▸ **TASK TO COMPLETE**
Every record should be repeated exactly, except that pictures are left out.

---------------

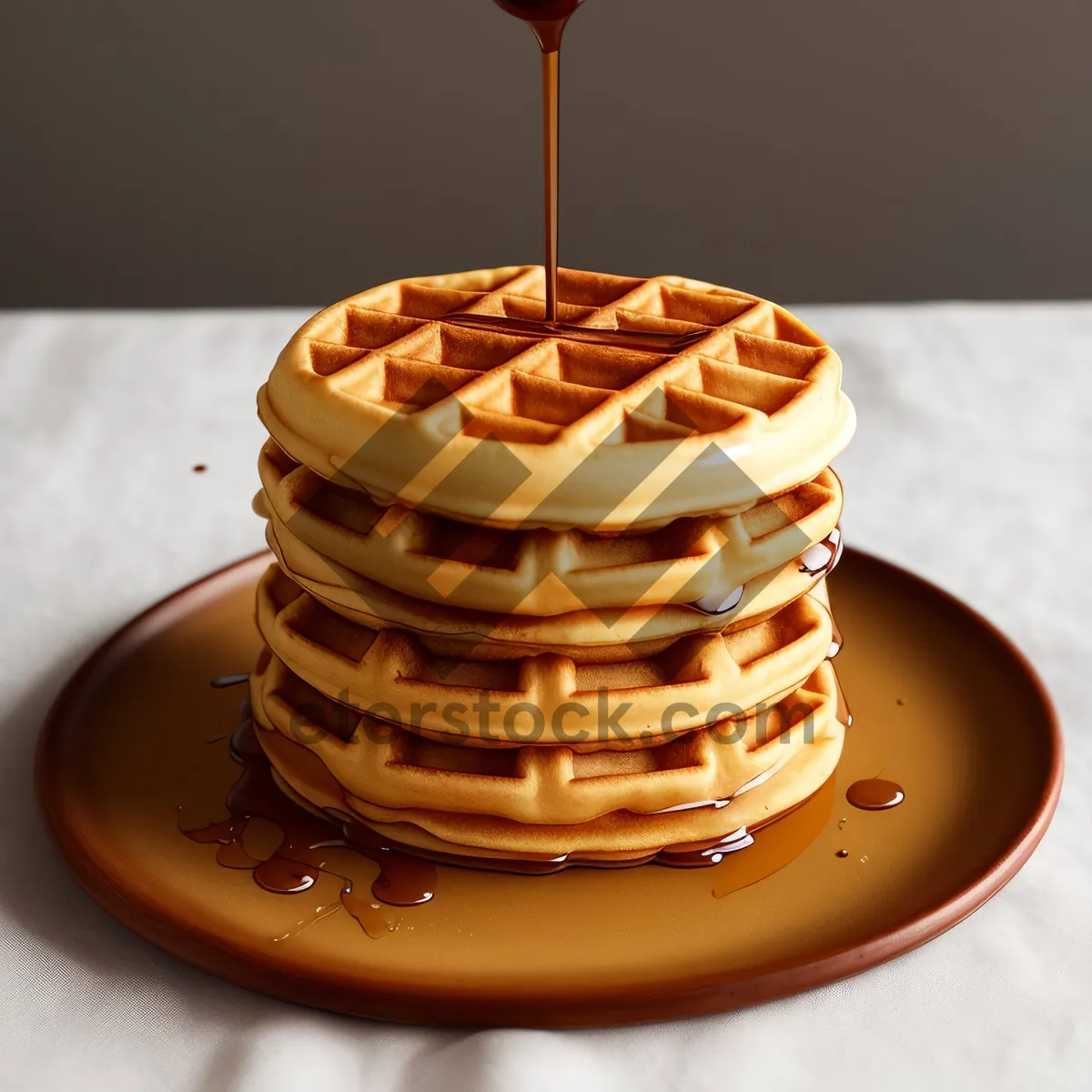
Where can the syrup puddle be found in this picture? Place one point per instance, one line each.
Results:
(288, 849)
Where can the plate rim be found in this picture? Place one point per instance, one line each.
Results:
(382, 999)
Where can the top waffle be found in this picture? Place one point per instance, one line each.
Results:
(521, 431)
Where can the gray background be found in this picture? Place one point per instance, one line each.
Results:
(245, 152)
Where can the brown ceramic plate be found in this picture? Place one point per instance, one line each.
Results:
(943, 703)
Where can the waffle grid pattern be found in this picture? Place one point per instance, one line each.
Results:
(674, 691)
(387, 349)
(394, 768)
(440, 561)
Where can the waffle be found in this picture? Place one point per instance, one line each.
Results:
(585, 636)
(393, 768)
(616, 835)
(412, 678)
(512, 431)
(541, 572)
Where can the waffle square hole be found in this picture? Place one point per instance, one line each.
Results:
(328, 359)
(483, 547)
(366, 329)
(483, 762)
(541, 399)
(307, 703)
(534, 309)
(678, 754)
(749, 387)
(348, 508)
(703, 308)
(654, 323)
(768, 321)
(776, 358)
(331, 632)
(420, 301)
(457, 348)
(675, 412)
(593, 289)
(611, 369)
(412, 385)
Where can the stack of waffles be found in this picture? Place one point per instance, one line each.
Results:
(551, 594)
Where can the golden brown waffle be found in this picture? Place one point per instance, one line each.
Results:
(390, 767)
(549, 698)
(524, 431)
(585, 636)
(617, 835)
(328, 534)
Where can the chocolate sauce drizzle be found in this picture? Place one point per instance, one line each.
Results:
(639, 341)
(312, 845)
(309, 842)
(875, 794)
(833, 547)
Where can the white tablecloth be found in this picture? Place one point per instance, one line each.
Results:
(976, 424)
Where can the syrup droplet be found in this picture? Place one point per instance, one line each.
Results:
(842, 708)
(875, 794)
(221, 682)
(720, 604)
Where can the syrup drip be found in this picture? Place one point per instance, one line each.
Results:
(310, 844)
(547, 19)
(820, 558)
(222, 682)
(875, 794)
(842, 713)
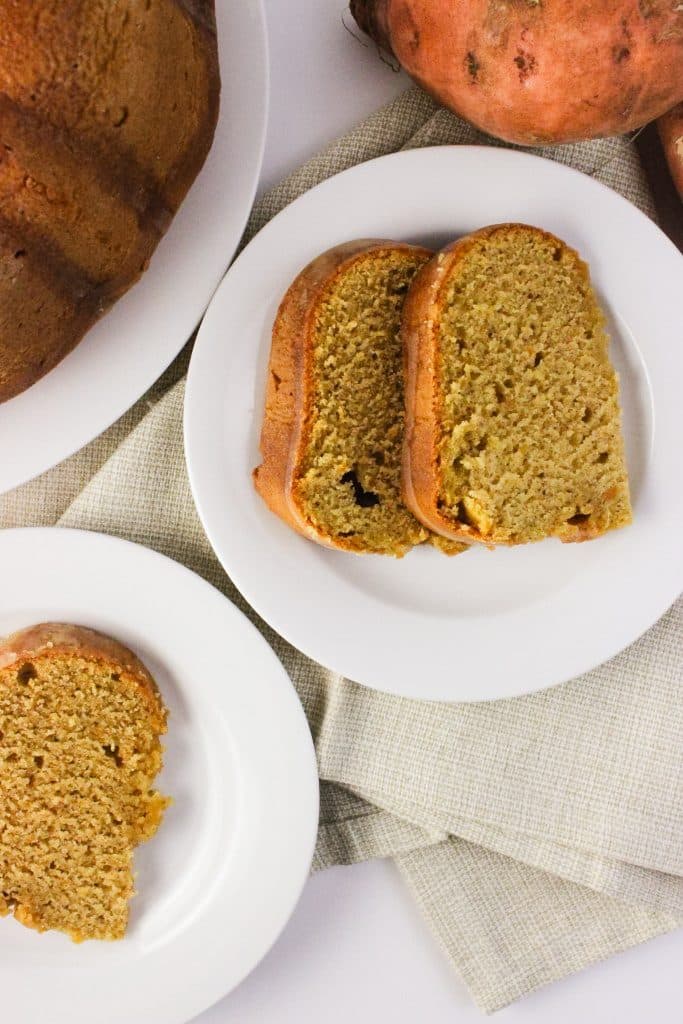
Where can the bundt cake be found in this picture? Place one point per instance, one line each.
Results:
(107, 114)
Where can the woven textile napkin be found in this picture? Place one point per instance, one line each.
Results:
(538, 835)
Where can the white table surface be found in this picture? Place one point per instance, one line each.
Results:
(356, 948)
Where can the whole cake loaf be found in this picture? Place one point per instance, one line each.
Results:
(107, 114)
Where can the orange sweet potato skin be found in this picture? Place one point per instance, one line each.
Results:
(535, 72)
(670, 127)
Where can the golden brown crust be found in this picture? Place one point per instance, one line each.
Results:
(107, 116)
(49, 640)
(284, 434)
(421, 477)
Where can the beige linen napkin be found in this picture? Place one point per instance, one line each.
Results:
(538, 835)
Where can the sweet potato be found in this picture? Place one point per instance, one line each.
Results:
(670, 127)
(538, 71)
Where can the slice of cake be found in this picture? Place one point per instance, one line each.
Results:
(512, 404)
(334, 420)
(80, 721)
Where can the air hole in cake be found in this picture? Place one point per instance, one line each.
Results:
(366, 499)
(575, 520)
(462, 515)
(26, 674)
(112, 751)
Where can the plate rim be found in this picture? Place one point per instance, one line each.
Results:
(305, 643)
(65, 542)
(37, 463)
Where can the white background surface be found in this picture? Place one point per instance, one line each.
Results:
(356, 947)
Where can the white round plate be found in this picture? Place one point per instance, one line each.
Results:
(218, 882)
(125, 352)
(485, 624)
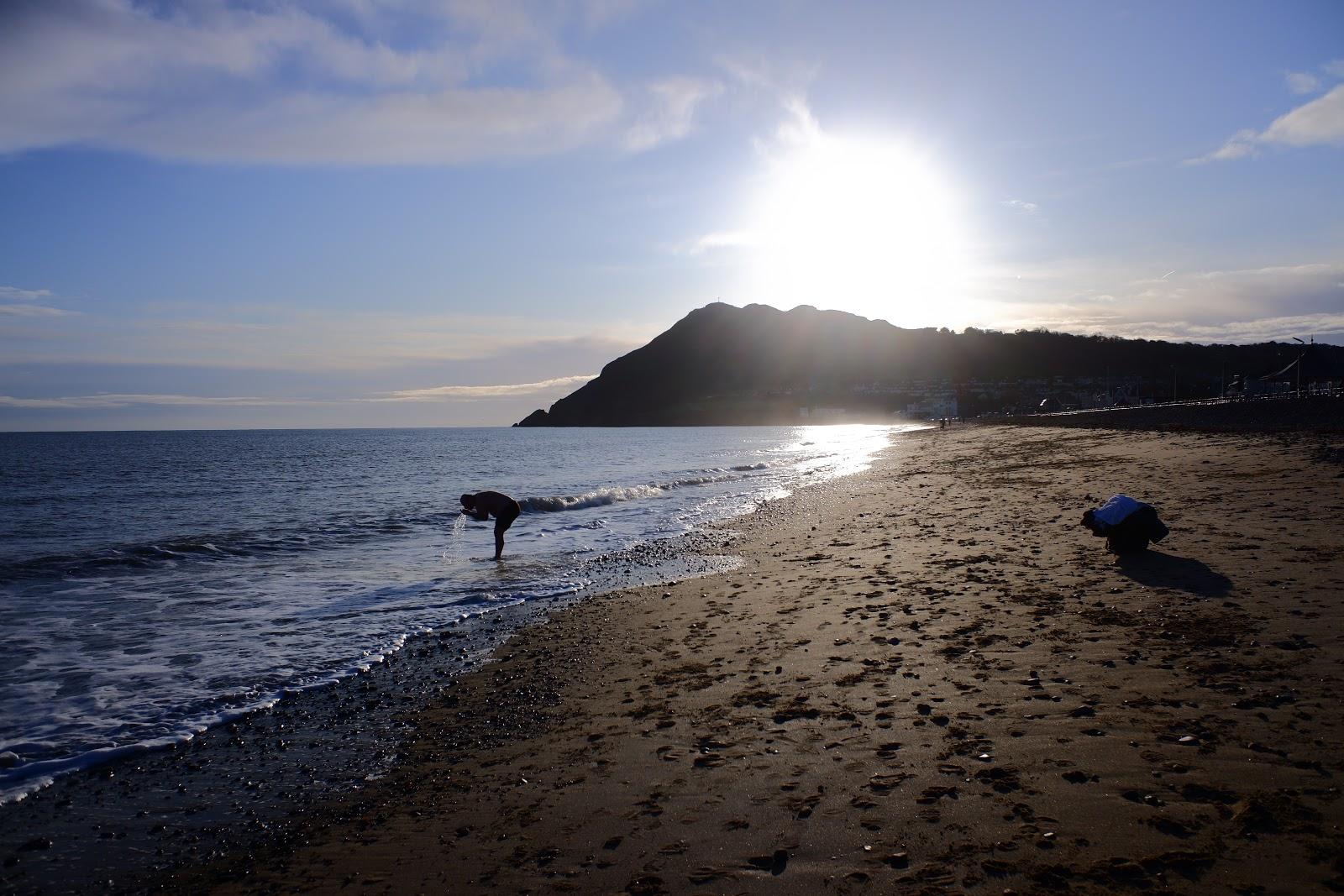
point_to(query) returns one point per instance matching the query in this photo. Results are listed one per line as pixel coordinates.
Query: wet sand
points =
(922, 679)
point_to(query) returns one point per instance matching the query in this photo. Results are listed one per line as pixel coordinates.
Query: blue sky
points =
(427, 214)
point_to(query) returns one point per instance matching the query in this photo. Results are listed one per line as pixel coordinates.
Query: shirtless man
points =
(483, 506)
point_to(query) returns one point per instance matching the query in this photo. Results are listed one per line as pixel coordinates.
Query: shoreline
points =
(550, 712)
(956, 692)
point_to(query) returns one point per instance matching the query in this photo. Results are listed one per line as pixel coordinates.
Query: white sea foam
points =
(289, 560)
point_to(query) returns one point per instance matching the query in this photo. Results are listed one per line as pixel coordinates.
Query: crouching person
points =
(1126, 524)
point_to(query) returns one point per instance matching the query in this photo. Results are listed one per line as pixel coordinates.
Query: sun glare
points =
(866, 228)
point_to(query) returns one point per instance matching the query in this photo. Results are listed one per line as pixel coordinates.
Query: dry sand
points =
(924, 679)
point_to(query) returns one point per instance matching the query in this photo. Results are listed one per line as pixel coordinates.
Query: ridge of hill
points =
(723, 364)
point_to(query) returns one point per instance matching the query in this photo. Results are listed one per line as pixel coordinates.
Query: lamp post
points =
(1299, 364)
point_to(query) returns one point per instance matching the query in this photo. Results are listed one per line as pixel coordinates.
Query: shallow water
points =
(155, 584)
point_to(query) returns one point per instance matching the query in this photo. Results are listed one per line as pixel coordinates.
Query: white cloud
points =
(1236, 305)
(1319, 123)
(111, 401)
(34, 311)
(13, 293)
(1303, 82)
(671, 113)
(284, 338)
(291, 83)
(470, 392)
(723, 239)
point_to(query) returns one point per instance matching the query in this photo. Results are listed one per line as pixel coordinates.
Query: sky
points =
(416, 212)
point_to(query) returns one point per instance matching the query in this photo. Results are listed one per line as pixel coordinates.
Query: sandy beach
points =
(924, 679)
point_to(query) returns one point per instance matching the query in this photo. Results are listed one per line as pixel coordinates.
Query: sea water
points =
(156, 584)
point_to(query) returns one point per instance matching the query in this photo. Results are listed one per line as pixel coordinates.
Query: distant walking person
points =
(483, 506)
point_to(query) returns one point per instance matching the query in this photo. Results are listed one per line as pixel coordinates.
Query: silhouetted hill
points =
(734, 365)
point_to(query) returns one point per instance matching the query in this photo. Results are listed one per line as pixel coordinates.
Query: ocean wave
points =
(217, 546)
(615, 495)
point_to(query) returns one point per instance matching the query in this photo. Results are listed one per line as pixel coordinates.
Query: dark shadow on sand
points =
(1160, 570)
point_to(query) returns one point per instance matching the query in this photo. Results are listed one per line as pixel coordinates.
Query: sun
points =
(864, 226)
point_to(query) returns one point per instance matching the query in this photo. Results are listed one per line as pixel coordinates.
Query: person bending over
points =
(483, 506)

---------------

▸ **TASK RESULT**
Where can the syrup puddle be found in this picture? Place one point per instance, one line each.
Results:
(288, 849)
Where can the plate rim be found in this picture? Place one point per instance, one line each.
Results:
(382, 999)
Where can the top waffle be found in this picture? Place one point per instance, one line each.
Results:
(521, 431)
Where can the gray background be found in this picture? Place one point per instance, one line each.
Results:
(245, 152)
Where can the brown ceramic plate be found in this picture? Place one point per instance, one line each.
Results:
(943, 703)
Where can the waffle grid pattern be found in this picture? Place one point per instance, one line each.
Results:
(674, 691)
(387, 349)
(394, 768)
(440, 561)
Where can the waffle be found in this picture? Place one point per instance, one line each.
Results:
(585, 636)
(393, 768)
(616, 835)
(412, 678)
(512, 431)
(541, 572)
Where can the waffle square hole be found in this picture? Place one point per instance, one line each.
Results:
(328, 359)
(483, 547)
(366, 329)
(483, 762)
(541, 399)
(307, 703)
(534, 309)
(678, 754)
(749, 387)
(348, 508)
(703, 308)
(654, 323)
(768, 321)
(776, 358)
(331, 632)
(420, 301)
(457, 348)
(675, 412)
(593, 289)
(611, 369)
(412, 385)
Where can the stack of waffles be found in this picture? Place one point per instance, one line each.
Results:
(551, 594)
Where can the golden brown waffle be found in this picture? Place one point per instance, one line each.
Results:
(390, 767)
(549, 698)
(524, 431)
(585, 636)
(617, 835)
(328, 534)
Where can the chocolate sauce drizzle be found in this picture? Place one point per instance, one line each.
Results:
(639, 341)
(312, 845)
(309, 842)
(875, 794)
(833, 547)
Where can the white tablecloth be found in this picture? Place one point per instance, one line each.
Results:
(976, 424)
Where can the syrup droplet be found in this picture? Place one point per instance, one line each.
Results:
(842, 708)
(875, 794)
(221, 682)
(720, 604)
Where can the syrup drip be found in this picture? Place one point per instance, one line each.
Results:
(310, 844)
(547, 19)
(820, 558)
(222, 682)
(875, 794)
(842, 713)
Where can the bundt cake be found in this picture? Place one point per instance, one line each.
Results:
(107, 114)
Where can the woven textile napkin be found in this picture? Place one point per instance, one line each.
Results:
(538, 835)
Where can the white table surface be found in this picture? Place one point per instance, one line each.
Results:
(356, 948)
Where can the whole cake loaf be found in this picture? Place one point per instance, one line each.
Results:
(107, 114)
Where can the orange sweet potato skin be found in this picture? Place one point per instance, one line each.
Results:
(535, 72)
(670, 127)
Where can the golden brown crust be found in this picture? Place one point per instance, one line each.
Results:
(107, 116)
(49, 640)
(284, 434)
(421, 477)
Where can the beige linen napkin be found in this picture? Place one point per instance, one line each.
Results:
(538, 835)
Where can the sweet potato be found in this picture? Place one point per instance, one line each.
Results:
(670, 127)
(538, 71)
Where can the slice of cake be found in this picture? Place one point per instance, one line each.
Results:
(512, 404)
(334, 420)
(80, 721)
Where can the air hole in cake be found in this picture? Place one point per instance, one line each.
Results:
(366, 499)
(575, 520)
(462, 515)
(26, 674)
(112, 751)
Where can the plate rim be found in this picture? Place one point per instance, one line each.
Results:
(305, 643)
(65, 542)
(37, 463)
Where can the white background surface be found in this picture? Place one point per instance, one line each.
Results:
(356, 947)
Where can the white round plate be found in this picture? Place one point per instance, one line each.
Results:
(218, 882)
(125, 352)
(485, 624)
point_to(query) returns one point per instance matching the query in this photo. Results are listed one per line as pixel coordinates.
Query: wet sand
points =
(922, 679)
point_to(query) returns one point per instance matching the query in this photo. Results are listed one per line as pixel coordinates.
Query: blue sky
points =
(427, 214)
point_to(query) returns one point per instance matching the query in this photo. Results are listed one per line as pixel coordinates.
Query: shirtless man
points =
(483, 506)
point_to(query) returns one point per instance matching the query in this photo. Results are listed one per line as pixel coordinates.
Query: shoreline
points =
(550, 712)
(956, 692)
point_to(query) returns one point per instance matching the query in this photo. Results are listed one per line as pixel coordinates.
Query: white sea foam
points =
(289, 560)
point_to(query) returns one point per instance matching the query in this photo. Results are listed one per line as pixel coordinates.
Query: crouching person
points =
(1126, 524)
point_to(query) returns one point per instance matching the query in this photo. Results are listed one per line as pixel coordinates.
Query: sun glare
points =
(866, 228)
point_to(query) returns one point per instance matching the query in this photo. Results are listed one per line as pixel coordinates.
Query: dry sand
points =
(924, 679)
point_to(query) returns one point per instance matching the query in this photo. Results are listed one per line as pixel coordinates.
Query: ridge of hill
points =
(723, 364)
point_to(query) returns one point per instance matching the query in this photo. Results are listed one per line as pixel coordinates.
Query: lamp post
points =
(1299, 364)
point_to(query) returns one point per instance matching the query in this photo. Results are listed one per line as pixel coordinates.
Query: shallow water
points =
(155, 584)
point_to(query) returns one point per instance matching the query in this photo. Results are listed one per line as pixel coordinates.
Query: white cloud
points =
(1236, 305)
(1319, 123)
(111, 401)
(34, 311)
(13, 293)
(1303, 82)
(671, 113)
(284, 338)
(291, 83)
(470, 392)
(723, 239)
point_to(query) returns one point per instance matching the query in this photo. Results are listed one per line as pixel coordinates.
Query: sky
points =
(416, 212)
point_to(query) returns one point per instance matching the query in this photo. Results are listed one per line as pixel coordinates.
Query: sandy beach
points =
(924, 679)
point_to(query) returns one point per instance matching the query in this photo. Results are listed one per line as pixel coordinates.
Query: sea water
points =
(156, 584)
point_to(query) returns one point per instance matching the query in this photo. Results are listed one per line as pixel coordinates.
Query: distant walking person
points =
(483, 506)
point_to(query) returns one point per instance matching the query in this photo. Results are listed one per line as pixel coordinates.
Query: silhouetted hill
points =
(734, 365)
point_to(query) returns one point per instance matching the query in this photo. Results are listed one per line as pixel coordinates.
Query: ocean wave
points =
(217, 546)
(615, 495)
point_to(query) returns one point per instance matching the query in this photo. Results are listed one per line as pixel coordinates.
Query: dark shadow on sand
points =
(1160, 570)
point_to(query) returns one point per instance matching the query in this photo. Results are listed one per line as pixel coordinates.
Query: sun
points =
(864, 226)
point_to(query) returns one point per instance matching the query in this photo. Results are listed one per line as pixel coordinates.
Query: person bending over
points =
(483, 506)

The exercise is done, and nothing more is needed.